- **TASK DIRECTIONS**
Count the lines in the records below that contain the word "laptop", and give only that number.

- **GIVEN INFORMATION**
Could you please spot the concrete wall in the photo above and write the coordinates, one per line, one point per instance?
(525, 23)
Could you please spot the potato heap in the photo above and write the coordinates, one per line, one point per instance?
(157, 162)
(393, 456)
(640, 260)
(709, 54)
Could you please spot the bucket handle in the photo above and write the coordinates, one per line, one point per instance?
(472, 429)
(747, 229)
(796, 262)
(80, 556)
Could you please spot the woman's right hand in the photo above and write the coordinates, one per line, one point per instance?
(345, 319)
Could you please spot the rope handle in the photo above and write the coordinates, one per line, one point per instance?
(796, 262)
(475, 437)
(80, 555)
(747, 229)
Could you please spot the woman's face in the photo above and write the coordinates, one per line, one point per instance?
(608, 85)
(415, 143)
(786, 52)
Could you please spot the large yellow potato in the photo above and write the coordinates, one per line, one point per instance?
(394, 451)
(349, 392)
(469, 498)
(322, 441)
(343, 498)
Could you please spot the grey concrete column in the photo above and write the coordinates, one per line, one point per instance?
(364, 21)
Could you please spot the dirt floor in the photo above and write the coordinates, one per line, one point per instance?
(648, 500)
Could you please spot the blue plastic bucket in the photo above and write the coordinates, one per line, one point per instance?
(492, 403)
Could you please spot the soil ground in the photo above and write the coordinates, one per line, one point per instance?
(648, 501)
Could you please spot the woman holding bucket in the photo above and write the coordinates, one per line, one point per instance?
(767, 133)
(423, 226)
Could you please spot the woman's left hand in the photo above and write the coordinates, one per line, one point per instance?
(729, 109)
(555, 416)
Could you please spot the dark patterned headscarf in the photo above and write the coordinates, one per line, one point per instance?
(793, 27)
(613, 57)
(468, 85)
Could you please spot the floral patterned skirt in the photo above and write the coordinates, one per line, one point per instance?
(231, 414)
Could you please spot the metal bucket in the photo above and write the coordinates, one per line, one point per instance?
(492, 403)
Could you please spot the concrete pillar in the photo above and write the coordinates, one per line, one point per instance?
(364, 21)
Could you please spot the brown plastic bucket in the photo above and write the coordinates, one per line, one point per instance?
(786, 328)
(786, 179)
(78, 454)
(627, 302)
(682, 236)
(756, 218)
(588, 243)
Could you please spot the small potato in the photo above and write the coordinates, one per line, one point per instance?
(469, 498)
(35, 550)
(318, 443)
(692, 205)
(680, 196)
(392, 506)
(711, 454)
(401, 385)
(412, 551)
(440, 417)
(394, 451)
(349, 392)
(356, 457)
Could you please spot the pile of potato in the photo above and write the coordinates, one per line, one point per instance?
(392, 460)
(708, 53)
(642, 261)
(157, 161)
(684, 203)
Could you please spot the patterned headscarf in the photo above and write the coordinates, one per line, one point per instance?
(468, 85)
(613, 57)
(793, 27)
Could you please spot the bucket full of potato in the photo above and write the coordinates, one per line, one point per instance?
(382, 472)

==

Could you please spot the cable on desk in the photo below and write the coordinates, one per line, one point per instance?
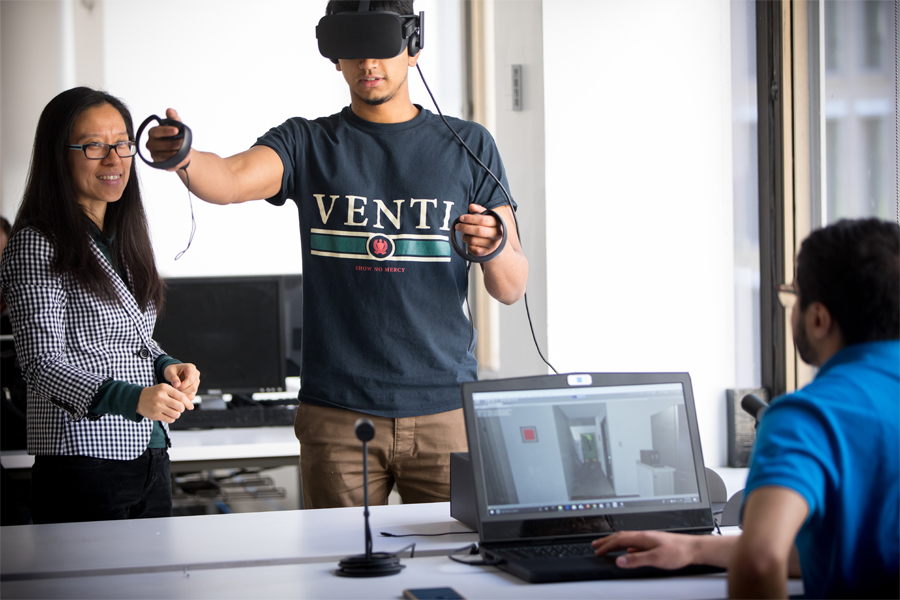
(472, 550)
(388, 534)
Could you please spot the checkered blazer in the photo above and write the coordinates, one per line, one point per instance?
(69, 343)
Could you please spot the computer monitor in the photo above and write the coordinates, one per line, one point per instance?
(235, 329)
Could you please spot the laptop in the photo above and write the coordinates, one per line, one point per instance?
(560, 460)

--

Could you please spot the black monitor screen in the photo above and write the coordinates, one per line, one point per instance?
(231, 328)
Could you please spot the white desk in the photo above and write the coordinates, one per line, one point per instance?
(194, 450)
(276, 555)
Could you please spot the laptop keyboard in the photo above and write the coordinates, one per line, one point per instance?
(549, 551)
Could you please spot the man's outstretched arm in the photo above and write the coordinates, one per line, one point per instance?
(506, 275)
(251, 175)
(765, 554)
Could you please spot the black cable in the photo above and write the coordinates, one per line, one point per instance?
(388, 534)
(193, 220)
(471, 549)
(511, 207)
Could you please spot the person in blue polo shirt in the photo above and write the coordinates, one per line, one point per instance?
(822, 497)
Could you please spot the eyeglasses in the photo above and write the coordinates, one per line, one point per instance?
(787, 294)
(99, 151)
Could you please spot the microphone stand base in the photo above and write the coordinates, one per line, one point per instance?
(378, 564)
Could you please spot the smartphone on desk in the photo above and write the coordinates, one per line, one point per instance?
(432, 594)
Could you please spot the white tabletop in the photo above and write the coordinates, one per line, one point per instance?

- **FULL ANSWER**
2